START Data

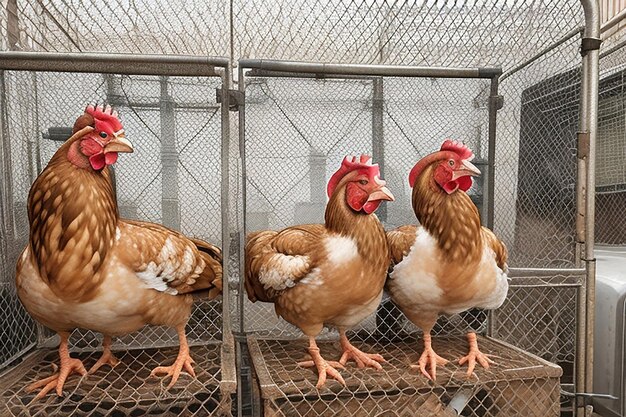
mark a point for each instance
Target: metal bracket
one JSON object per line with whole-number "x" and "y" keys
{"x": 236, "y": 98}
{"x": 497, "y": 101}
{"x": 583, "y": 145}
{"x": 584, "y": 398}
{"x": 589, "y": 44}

END Data
START Data

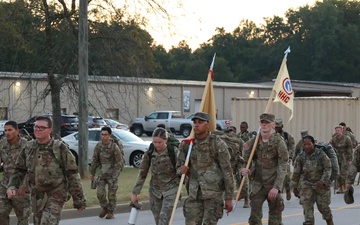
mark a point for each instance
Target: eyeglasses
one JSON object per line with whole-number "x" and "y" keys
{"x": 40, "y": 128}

END Data
START Data

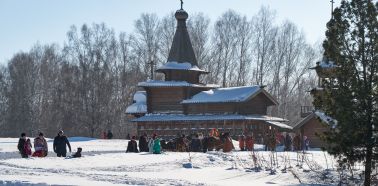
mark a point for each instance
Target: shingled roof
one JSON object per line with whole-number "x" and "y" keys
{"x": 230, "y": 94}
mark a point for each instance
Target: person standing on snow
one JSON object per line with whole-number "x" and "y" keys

END Data

▶ [What you have to do] Using the listing above, locate the lines that hold "Target" and copy each one.

▶ [Output for this task]
Target: metal bracket
Target: eyeglasses
Target: shingled roof
Target: person standing on snow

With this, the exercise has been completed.